** Passage **
┌──

Saturday, November 29, 2008

Phillippians 4:6-7

Do not be anxious about anything, but in everything, by prayer and petition, with thanksgiving, present your requests to God. And the peace of God, which transcends all understanding, will guard your hearts and your minds in Christ Jesus.

Thanks scho for that verse!

So I'm headed to India in a few days, and I wish I was more excited about it; but the recent terrorist activities in Mumbai are putting somewhat of a damper on my excitement. The big question is... will I go? Friends and family are worried and insist that I reconsider the timing of this trip... I can't say that that has not crossed my mind. I can't even say I'm not worried... but I also believe in a God that understands and sees what is going on. I believe He is in control and it is He who has pieced this trip together for me. I believe in His timing for me to be there.

So to give some history, originally I was planning on going to India this past July with a couple of my StartingBlog Fellows. Those plans were suddenly halted after I injured my knee and the surgery was scheduled. At the time, I did not understand why the knee had to happen and happen then; but in my heart i knew God was teaching me something... a lesson of patience, sitting still... something... all I could do was to trust Him and go with the flow...

Later this summer, Jane gets the call to lead a team to work at an orphanage in delhi. i'm excited for her, but secretly jealous... and then, suddenly, i got a glimpse of God's timing... He opened up the opportunity for me to go - i will be meeting jane there later this week and we will be traveling together through india... meeting different people and organizations that are doing things to help the poor. is it by chance that my trip was delayed and this opportunity opened up? i don't think so.

He knows my heart better than i know mine... It's so amazing to look back and reflect on His timing and His purpose... and where my heart was before and where it needs to be.

└──

** Tasks to perform **
[1] Answer these questions about the blog post:
(a) What stopped the writer's original plan to travel to India in July?
(b) In which city is the orphanage where Jane was called to lead a team?
(c) What recent events are dampening the writer's excitement about the trip?
[2] Which place names appear in the blog post? List every one.

[Source data]

┌──

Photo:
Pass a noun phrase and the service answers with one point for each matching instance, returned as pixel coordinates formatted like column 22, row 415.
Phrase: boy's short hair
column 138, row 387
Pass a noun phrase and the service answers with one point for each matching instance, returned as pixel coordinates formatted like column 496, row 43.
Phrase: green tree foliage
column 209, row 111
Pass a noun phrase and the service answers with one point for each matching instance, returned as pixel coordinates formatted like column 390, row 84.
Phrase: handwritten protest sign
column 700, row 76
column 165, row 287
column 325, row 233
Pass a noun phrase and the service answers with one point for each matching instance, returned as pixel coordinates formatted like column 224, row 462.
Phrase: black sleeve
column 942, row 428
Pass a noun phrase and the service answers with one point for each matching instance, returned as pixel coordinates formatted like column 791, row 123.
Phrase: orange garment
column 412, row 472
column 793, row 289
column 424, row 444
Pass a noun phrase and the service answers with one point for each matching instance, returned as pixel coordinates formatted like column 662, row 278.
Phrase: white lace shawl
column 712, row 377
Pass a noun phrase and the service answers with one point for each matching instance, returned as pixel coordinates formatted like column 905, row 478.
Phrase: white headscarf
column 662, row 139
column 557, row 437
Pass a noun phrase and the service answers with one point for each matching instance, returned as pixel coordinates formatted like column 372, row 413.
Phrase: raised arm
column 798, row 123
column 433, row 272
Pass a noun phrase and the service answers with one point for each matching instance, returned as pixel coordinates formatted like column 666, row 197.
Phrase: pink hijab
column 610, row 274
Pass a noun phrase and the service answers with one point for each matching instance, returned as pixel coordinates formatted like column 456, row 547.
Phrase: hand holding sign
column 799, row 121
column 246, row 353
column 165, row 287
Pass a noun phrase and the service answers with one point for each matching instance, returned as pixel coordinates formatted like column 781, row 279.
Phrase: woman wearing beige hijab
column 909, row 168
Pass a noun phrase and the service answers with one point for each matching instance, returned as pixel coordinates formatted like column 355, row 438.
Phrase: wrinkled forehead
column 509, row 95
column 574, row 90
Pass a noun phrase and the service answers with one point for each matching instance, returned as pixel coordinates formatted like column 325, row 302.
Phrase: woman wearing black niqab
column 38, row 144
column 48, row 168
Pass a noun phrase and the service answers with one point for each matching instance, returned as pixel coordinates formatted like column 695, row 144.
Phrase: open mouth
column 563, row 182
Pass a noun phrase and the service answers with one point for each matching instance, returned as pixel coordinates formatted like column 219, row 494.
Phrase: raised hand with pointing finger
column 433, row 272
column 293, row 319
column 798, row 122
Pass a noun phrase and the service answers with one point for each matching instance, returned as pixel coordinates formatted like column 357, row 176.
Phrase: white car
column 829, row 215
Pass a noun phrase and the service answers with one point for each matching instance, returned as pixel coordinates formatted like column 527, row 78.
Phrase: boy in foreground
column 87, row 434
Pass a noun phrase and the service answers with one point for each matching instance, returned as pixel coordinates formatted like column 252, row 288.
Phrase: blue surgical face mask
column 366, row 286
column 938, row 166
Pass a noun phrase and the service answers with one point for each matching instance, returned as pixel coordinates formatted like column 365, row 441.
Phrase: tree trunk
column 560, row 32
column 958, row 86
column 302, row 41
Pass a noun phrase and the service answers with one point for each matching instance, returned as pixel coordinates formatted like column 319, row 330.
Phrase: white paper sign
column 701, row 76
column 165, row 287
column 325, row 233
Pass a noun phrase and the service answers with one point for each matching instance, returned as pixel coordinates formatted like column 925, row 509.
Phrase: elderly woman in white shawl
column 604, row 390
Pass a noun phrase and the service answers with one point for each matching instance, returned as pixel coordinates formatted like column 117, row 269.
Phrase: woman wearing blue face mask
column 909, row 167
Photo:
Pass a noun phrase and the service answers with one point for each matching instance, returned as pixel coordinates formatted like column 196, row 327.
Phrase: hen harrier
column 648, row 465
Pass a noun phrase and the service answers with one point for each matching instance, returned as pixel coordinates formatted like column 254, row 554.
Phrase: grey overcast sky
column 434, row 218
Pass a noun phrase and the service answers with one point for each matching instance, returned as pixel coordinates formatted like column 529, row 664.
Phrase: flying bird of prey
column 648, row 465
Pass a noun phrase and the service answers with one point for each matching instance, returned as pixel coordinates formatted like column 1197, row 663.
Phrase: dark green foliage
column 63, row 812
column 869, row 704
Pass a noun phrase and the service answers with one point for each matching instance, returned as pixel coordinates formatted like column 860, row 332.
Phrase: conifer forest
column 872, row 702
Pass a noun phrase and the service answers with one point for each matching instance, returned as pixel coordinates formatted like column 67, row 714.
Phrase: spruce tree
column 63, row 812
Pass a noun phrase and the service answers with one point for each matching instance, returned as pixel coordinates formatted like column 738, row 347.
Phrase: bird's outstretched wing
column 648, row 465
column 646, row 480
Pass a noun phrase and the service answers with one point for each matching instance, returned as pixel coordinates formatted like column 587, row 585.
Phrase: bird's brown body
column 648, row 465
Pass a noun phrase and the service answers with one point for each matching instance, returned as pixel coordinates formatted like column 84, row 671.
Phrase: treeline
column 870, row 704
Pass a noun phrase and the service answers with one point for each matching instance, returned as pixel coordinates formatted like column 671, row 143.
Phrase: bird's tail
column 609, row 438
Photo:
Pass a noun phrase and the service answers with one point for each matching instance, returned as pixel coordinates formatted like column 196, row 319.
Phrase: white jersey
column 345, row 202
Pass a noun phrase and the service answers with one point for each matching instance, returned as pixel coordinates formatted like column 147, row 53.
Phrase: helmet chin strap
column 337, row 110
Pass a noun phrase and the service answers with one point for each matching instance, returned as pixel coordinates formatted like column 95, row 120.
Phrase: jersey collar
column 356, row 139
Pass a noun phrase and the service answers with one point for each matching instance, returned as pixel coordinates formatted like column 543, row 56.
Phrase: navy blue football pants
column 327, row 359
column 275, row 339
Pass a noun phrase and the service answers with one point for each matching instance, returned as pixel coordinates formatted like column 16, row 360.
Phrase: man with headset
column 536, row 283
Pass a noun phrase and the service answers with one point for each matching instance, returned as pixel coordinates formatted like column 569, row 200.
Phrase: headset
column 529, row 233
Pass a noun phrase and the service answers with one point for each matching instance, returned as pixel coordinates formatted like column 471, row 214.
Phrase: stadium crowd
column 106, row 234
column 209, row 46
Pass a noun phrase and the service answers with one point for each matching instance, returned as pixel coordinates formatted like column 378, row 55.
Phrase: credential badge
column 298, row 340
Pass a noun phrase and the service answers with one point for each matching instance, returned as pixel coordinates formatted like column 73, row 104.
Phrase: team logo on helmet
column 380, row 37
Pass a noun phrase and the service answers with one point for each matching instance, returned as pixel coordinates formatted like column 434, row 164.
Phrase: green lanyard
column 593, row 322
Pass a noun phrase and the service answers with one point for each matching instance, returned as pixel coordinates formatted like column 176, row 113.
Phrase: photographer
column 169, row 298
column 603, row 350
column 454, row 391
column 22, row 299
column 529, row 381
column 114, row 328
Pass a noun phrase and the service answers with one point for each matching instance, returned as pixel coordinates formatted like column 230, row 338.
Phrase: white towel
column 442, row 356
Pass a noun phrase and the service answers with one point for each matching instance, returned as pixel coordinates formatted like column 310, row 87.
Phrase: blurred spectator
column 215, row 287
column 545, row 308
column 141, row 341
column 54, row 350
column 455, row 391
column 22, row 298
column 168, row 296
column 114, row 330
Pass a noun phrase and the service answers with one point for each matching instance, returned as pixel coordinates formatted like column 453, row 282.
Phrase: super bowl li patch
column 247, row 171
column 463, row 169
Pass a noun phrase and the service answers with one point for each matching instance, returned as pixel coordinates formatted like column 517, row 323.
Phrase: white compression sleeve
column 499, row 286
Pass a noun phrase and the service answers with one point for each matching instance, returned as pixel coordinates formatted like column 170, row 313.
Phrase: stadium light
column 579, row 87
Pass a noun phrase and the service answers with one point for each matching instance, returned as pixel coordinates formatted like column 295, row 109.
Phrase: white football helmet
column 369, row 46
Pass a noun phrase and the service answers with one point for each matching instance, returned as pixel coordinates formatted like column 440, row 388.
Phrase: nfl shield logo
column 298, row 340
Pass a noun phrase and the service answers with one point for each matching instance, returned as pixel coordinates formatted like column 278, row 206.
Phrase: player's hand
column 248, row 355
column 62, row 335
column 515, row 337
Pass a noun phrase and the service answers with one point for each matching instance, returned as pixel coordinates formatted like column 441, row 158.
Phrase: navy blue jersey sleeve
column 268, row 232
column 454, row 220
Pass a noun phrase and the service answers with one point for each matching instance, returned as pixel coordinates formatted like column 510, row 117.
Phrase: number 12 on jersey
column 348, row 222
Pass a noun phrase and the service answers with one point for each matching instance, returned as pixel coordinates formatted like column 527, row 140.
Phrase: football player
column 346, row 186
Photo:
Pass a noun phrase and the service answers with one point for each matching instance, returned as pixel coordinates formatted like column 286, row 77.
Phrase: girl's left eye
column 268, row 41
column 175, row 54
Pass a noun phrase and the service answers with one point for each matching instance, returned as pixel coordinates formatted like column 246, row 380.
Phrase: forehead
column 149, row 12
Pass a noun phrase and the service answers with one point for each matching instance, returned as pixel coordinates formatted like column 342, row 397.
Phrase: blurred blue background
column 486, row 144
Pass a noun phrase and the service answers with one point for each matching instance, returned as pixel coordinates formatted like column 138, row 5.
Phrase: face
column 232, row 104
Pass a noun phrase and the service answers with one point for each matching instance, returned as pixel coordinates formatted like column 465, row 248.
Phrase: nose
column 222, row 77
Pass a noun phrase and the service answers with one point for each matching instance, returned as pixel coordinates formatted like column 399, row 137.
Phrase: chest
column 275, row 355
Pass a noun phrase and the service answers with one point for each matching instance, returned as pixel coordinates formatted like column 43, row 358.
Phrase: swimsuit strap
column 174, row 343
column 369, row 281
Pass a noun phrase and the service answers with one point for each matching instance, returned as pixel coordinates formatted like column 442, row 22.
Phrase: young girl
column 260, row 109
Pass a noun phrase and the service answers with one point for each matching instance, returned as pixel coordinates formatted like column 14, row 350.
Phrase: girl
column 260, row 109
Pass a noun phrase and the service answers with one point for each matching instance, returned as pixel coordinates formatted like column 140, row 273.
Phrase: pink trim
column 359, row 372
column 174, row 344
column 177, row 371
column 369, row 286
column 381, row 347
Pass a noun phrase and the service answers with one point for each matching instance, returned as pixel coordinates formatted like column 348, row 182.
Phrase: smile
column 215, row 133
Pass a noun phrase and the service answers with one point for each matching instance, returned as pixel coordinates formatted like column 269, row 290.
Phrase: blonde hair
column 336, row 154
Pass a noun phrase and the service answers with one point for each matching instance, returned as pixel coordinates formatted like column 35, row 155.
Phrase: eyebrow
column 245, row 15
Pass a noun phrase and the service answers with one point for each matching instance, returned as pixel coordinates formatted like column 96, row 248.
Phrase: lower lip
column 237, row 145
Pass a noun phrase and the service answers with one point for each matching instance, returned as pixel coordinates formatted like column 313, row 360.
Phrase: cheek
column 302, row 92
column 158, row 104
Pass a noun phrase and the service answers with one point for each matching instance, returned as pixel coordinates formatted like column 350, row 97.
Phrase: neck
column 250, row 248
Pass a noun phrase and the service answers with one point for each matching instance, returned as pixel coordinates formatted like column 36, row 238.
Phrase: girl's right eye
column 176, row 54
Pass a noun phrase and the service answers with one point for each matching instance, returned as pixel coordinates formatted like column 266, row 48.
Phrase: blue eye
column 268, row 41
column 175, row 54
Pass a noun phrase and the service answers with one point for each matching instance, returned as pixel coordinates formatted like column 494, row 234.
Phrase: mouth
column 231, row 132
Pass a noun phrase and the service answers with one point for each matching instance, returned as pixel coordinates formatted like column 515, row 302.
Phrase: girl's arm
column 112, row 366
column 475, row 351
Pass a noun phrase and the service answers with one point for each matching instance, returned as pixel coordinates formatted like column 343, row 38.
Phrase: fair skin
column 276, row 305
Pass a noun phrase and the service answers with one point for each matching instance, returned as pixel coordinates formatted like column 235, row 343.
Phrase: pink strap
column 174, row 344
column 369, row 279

└──

** Answers in order **
[1]
(a) The writer injured a knee, and surgery was scheduled.
(b) Delhi.
(c) The recent terrorist activities in Mumbai.

[2] India, Mumbai, Delhi